## About this exercise
Answer these questions using the passage on Gustav Meyrink, numbering each answer to match its question.
1. Which novel is Meyrink most famous for writing?
2. What did Mailänder forbid his disciples from doing during his lifetime?
3. When did Meyrink fully acknowledge his appreciation of Mailänder?

Gustav Meyrink (1862-1932) is most famous as the writer of The Golem, as well as other occult novels. What is perhaps less well-known is the extent to which he was involved in real-life occultism. That he was in contact with leading Theosophists and other occultists, such as the founders of the Golden Dawn, is almost common knowledge. He was also rumoured to have been involved with organisations even more mysterious, including a branch of the Gold Und Rosenkreuzers, who were supposed to have gone dormant over a century before. The legendary “Meyrink Line” is still spoken of in hushed tones of awe and mystery in the pubs of north London (or at least was before the lockdown).

Fortunately, one occult connection which is now seeing the light of day is that to Alois Mailänder (1843 – 1905), a German mystic who has been much lionized on the website Pansophers.com. Mailänder forbid his disciples from revealing his identity to the public during his lifetime, although Franz Hartmann and Meyrink himself both referred to him anonymously. In any event, those that knew him, praised him enormously, describing him as a “real Rosicrucian.” Apparently, Mailänder’s teachings owed a lot to Jakob Boehme, as well as Boehme’s protegés John Pordage and Jane Leade, as well as J B Kerning, and he managed to gather a large number of students from the German and Austrian occult scene in the late 19th and early 20th centuries.

As it happened, Meyrink did not get much out of his association with Mailänder at the time: it was only towards the end of his life that he fully acknowledged his appreciation of him.

## Records
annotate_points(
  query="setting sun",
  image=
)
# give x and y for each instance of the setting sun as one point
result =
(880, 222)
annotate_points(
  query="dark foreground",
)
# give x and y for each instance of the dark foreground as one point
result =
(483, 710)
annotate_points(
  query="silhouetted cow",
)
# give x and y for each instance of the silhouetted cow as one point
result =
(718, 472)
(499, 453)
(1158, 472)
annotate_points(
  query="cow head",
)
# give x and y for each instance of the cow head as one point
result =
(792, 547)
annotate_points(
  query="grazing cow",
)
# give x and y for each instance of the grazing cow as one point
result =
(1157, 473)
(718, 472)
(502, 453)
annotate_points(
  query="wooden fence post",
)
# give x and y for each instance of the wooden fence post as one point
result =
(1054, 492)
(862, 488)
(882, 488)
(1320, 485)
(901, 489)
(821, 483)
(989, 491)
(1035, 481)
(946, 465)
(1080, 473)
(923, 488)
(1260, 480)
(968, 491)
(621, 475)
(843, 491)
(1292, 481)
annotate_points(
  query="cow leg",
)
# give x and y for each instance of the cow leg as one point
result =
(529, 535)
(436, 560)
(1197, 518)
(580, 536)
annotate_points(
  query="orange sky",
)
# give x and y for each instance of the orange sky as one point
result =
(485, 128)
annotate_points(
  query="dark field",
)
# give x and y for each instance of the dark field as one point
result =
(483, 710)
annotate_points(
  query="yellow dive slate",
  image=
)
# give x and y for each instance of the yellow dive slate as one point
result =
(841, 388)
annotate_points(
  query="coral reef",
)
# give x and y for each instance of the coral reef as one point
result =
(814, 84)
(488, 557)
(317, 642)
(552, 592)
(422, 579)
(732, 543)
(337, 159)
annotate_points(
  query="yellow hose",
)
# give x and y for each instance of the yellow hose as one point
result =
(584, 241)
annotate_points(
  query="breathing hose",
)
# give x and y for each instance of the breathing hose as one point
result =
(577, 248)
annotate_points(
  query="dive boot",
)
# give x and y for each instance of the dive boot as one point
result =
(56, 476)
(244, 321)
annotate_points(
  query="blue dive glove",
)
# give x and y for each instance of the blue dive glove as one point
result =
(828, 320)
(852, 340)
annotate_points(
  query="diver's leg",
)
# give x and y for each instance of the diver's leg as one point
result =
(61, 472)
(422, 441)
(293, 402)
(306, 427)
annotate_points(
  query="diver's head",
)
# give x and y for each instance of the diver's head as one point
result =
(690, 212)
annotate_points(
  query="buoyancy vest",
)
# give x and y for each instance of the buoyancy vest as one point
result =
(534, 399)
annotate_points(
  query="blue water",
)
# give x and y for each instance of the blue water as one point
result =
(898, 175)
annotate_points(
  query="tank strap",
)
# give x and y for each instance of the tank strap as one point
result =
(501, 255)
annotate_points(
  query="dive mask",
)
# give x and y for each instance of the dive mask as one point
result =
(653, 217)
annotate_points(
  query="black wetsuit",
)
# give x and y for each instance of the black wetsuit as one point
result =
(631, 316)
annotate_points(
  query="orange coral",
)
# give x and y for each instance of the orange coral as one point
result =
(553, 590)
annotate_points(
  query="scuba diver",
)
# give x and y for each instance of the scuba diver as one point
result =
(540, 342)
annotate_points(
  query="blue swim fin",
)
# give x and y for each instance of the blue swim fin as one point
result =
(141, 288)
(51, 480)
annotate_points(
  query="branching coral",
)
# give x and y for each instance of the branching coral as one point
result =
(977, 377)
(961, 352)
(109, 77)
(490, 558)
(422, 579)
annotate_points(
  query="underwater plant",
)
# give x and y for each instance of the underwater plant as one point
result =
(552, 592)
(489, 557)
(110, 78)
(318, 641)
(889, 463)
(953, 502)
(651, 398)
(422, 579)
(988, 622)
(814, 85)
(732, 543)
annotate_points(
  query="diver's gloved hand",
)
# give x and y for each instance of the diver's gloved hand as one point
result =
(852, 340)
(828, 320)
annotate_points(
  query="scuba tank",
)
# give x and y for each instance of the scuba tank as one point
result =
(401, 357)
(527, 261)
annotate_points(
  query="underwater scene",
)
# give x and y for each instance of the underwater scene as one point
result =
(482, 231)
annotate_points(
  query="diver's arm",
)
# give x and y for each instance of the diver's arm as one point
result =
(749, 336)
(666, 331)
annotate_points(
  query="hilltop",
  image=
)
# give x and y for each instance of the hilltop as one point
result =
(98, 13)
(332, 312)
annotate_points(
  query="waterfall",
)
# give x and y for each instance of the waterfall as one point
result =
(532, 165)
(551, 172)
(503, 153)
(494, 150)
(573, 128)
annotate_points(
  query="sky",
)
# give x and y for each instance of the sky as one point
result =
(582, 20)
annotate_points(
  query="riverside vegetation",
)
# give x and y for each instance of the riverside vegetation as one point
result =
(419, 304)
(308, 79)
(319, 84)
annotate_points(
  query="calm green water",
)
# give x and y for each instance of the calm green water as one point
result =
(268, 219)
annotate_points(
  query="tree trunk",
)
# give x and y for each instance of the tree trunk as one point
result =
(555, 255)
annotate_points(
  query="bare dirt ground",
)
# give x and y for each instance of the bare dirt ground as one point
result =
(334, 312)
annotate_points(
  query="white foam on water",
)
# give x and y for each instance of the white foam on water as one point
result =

## Answer to the exercise
1. The Golem.
2. Revealing his identity to the public.
3. Only towards the end of his life.